Records
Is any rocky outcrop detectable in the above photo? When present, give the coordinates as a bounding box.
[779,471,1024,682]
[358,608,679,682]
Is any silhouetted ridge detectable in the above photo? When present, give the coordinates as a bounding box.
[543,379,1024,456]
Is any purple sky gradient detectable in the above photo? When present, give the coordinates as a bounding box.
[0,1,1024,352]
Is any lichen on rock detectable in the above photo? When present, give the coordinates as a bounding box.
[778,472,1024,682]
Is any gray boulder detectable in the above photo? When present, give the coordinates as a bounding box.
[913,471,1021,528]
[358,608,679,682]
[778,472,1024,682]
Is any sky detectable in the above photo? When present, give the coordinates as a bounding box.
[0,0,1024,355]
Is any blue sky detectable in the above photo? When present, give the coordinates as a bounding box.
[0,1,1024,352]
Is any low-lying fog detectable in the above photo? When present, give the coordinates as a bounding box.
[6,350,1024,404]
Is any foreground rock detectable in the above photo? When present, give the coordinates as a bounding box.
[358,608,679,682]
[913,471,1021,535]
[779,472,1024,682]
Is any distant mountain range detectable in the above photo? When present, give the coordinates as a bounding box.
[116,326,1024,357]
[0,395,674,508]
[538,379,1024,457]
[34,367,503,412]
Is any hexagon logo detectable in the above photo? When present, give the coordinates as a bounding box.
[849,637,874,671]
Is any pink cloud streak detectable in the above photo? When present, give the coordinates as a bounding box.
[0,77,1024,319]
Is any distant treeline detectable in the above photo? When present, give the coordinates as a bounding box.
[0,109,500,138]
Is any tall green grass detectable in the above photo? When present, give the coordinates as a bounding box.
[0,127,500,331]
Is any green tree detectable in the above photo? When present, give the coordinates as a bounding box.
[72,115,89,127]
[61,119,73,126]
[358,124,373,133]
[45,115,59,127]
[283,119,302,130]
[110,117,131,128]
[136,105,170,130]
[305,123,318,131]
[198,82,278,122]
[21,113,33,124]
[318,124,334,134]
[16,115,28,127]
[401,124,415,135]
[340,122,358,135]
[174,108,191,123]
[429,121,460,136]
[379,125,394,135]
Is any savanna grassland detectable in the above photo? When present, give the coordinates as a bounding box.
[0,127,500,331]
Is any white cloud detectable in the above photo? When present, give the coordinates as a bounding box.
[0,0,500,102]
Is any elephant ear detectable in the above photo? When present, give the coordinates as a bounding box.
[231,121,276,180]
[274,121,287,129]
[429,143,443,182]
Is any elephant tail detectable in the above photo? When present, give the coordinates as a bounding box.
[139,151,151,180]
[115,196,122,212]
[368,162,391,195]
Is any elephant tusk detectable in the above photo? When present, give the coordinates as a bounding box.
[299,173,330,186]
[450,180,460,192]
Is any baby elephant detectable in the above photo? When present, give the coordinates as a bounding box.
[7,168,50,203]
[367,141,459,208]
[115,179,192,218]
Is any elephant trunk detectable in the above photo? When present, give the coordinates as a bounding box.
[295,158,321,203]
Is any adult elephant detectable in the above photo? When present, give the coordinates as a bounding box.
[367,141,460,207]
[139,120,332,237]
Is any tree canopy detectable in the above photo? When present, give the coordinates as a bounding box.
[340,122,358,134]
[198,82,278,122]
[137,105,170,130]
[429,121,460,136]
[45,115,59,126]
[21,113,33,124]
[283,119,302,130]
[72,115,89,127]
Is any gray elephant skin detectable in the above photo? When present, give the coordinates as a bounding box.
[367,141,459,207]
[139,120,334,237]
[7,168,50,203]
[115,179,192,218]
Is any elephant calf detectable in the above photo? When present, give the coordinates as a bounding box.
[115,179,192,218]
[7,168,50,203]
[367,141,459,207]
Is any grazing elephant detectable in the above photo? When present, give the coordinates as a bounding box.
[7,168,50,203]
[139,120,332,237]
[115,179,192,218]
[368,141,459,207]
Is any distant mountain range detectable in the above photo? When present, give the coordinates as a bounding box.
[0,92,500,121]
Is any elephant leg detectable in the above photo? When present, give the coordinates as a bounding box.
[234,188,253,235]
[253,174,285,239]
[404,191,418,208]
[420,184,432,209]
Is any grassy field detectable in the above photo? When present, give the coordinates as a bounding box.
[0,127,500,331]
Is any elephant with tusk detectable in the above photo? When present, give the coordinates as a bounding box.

Set problem :: Format every line of the records above as a Markdown table with the columns "Row" and "Line", numbering the rows in order and omitting blank lines.

Complete answer ::
| Row | Line |
|---|---|
| 1 | Is any rocky outcrop detectable in the above photo? When present, give the coordinates as a bounding box. |
| 2 | [779,471,1024,682] |
| 3 | [358,608,679,682] |
| 4 | Is any silhouetted ridge detectable in the above photo? When present, give the coordinates as a bounding box. |
| 5 | [543,379,1024,456] |
| 6 | Is any purple sky gradient detectable in the above photo? When present, give the coordinates as a bounding box. |
| 7 | [0,1,1024,352] |
| 8 | Is any lichen on rock detectable in the above photo? When present, give the coordinates as a bounding box. |
| 9 | [778,472,1024,682] |
| 10 | Is any gray boulder detectable in the above photo? When present, give the coordinates as a bounding box. |
| 11 | [913,471,1021,528] |
| 12 | [358,608,679,682] |
| 13 | [778,472,1024,682] |
| 14 | Is any sky detectable in the above photo? When present, give the coordinates as a bounding box. |
| 15 | [0,0,1024,355] |
| 16 | Is any blue sky detectable in the above photo? When present, give the coordinates as a bounding box. |
| 17 | [0,1,1024,352] |
| 18 | Is any low-lying fog detectable in the above photo? When present, give the coordinates as a bounding box. |
| 19 | [6,350,1024,404] |
| 20 | Is any foreground rock detectable in the above photo? When present, give the coordinates as a bounding box. |
| 21 | [358,608,679,682] |
| 22 | [913,471,1021,535] |
| 23 | [779,472,1024,682] |
| 24 | Is any distant mountain range detectable in the above photo? When present, give the coordinates as a bounding box. |
| 25 | [116,326,1024,357] |
| 26 | [0,395,674,508] |
| 27 | [538,379,1024,457] |
| 28 | [34,367,503,412] |
| 29 | Is any hexagon logo detectable in the above photo? When present, give the coordinates as a bounding box. |
| 30 | [849,637,874,671] |
| 31 | Is any pink cloud streak detectable in the above photo? When present, give the coordinates as a bounding box. |
| 32 | [0,77,1024,319] |
| 33 | Is any distant treeline detectable in the above photo? When present, give the coordinates as a bounding box. |
| 34 | [0,109,500,138] |
| 35 | Is any tall green grass detectable in the above photo? When present, give the coordinates as a bounding box. |
| 36 | [0,127,500,331] |
| 37 | Is any green tree detectable in the above photo? When present, give the coordinates as a bounding box. |
| 38 | [72,115,89,127] |
| 39 | [61,119,73,126] |
| 40 | [358,124,373,133] |
| 41 | [45,115,59,127] |
| 42 | [283,119,302,130] |
| 43 | [110,117,131,128] |
| 44 | [136,105,170,130] |
| 45 | [305,123,318,131] |
| 46 | [198,82,278,122] |
| 47 | [21,113,33,124] |
| 48 | [318,124,334,134] |
| 49 | [16,115,28,127] |
| 50 | [401,124,415,135] |
| 51 | [340,122,358,135] |
| 52 | [174,108,191,123] |
| 53 | [429,121,460,136] |
| 54 | [379,125,394,135] |
| 55 | Is any savanna grassland detectable in the above photo? When present, give the coordinates as a bounding box. |
| 56 | [0,127,500,331] |
| 57 | Is any white cloud detectable in the above photo? When present, give the coordinates as a bounding box. |
| 58 | [0,0,500,102] |
| 59 | Is any elephant ear detectable in the above photo? When present, give the coordinates as a bounding box. |
| 60 | [231,121,276,180] |
| 61 | [274,121,287,129] |
| 62 | [429,143,443,182] |
| 63 | Is any elephant tail detectable in the above photo? When present, give the coordinates as a bounding box. |
| 64 | [139,151,151,180] |
| 65 | [115,196,122,212] |
| 66 | [368,162,391,195] |
| 67 | Is any elephant tusk detectable in the above photo? When present, give the coordinates as a bounding box. |
| 68 | [299,173,330,186] |
| 69 | [450,180,460,192] |
| 70 | Is any baby elephant detectable in the above photo? When present, give the coordinates as a bounding box. |
| 71 | [7,168,50,203] |
| 72 | [367,141,459,208] |
| 73 | [115,179,192,218] |
| 74 | Is any elephant trunk detectable in the above photo? When present, give the coordinates as a bounding box. |
| 75 | [295,158,321,203] |
| 76 | Is any adult elephant detectable in the above photo? When present, give the coordinates as a bounding box. |
| 77 | [367,141,460,207] |
| 78 | [139,120,332,237] |
| 79 | Is any tree canopy detectable in the above photo? When present, give the coordinates as a bounding box. |
| 80 | [340,122,358,134] |
| 81 | [198,82,278,122] |
| 82 | [137,105,170,130] |
| 83 | [429,121,460,136] |
| 84 | [45,115,59,126] |
| 85 | [21,113,33,124] |
| 86 | [283,119,302,130] |
| 87 | [72,115,89,127] |
| 88 | Is any gray elephant skin detectable in the above photo? When present, give the coordinates as a bounding box. |
| 89 | [367,141,459,207] |
| 90 | [139,120,334,237] |
| 91 | [7,168,50,203] |
| 92 | [115,179,192,218] |
| 93 | Is any elephant calf detectable in the above photo? When present, give the coordinates as a bounding box. |
| 94 | [115,179,192,218] |
| 95 | [7,168,50,203] |
| 96 | [367,141,459,207] |
| 97 | Is any grazing elephant detectable in the above photo? When present, give the coordinates as a bounding box. |
| 98 | [7,168,50,203] |
| 99 | [139,120,332,237] |
| 100 | [115,179,192,218] |
| 101 | [368,141,459,207] |
| 102 | Is any distant mountain range detectable in the above photo? When present, give the coordinates as a bounding box. |
| 103 | [0,92,500,121] |
| 104 | Is any elephant leg detectable in the above photo? When present, give the coordinates as a bounding box. |
| 105 | [234,188,253,235] |
| 106 | [253,174,285,239] |
| 107 | [404,191,418,208] |
| 108 | [420,184,432,209] |
| 109 | Is any grassy field detectable in the above photo? When present, give the coordinates as a bounding box. |
| 110 | [0,127,500,331] |
| 111 | Is any elephant with tusk detectable in the above photo? When present, give the coordinates as a bounding box. |